:: ENTRIES SHOWN ::
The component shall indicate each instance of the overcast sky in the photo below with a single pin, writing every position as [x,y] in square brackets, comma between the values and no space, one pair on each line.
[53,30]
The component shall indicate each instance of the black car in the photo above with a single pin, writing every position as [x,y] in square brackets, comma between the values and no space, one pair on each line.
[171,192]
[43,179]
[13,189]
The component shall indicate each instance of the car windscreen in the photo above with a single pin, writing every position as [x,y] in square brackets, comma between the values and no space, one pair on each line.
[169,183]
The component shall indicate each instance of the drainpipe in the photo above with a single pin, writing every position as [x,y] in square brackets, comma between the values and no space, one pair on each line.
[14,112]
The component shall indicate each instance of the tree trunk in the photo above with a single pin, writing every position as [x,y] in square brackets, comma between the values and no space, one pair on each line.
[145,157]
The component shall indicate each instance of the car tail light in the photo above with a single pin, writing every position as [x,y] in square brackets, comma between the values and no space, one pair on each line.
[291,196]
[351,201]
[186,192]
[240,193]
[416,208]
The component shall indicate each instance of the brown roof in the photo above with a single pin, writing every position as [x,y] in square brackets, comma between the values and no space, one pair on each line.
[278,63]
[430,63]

:: TASK DESCRIPTION ::
Reproduce the full set of entries above exactly, without dropping a line.

:: ANSWER SECTION ::
The component shall indicate each instance of the overcast sky in the photo below with a single pin, writing every position as [x,y] in square brackets, comma between the values and no space, one pair on each line.
[53,30]
The component shall indicate each instance of the black car in the photo above with a single pin, writing every position as [x,y] in square brackets, comma between the values and no space, one pair on each line.
[171,192]
[43,179]
[13,189]
The component shall indicate each instance of the car windscreen in the photo above with a single pin, writing every position as [x,y] in square brackets, comma between the values and no space, one pair on each line.
[169,183]
The component shall indicate each instance of the drainpipe in the photo above with a single pin, writing every position as [x,y] in square brackets, comma between the values and no space, one pair on each line.
[14,112]
The component shall indicate each instance of the tree trunk in the photo above with a single pin, writing every position as [x,y] in square brackets, comma between the values and no space, one pair on each line.
[145,157]
The component shall indicate each instance of the car tail light in the photo above with a single pin, writing every position as [x,y] in square brackets, comma between the values and no space, one pair on each line.
[291,196]
[351,201]
[186,192]
[240,193]
[416,208]
The component shall indicate each instance of the brown roof in the photo above with a single pin, writing every position as [x,y] in square brackets, comma between the values and no space, one pair on each line.
[278,63]
[430,63]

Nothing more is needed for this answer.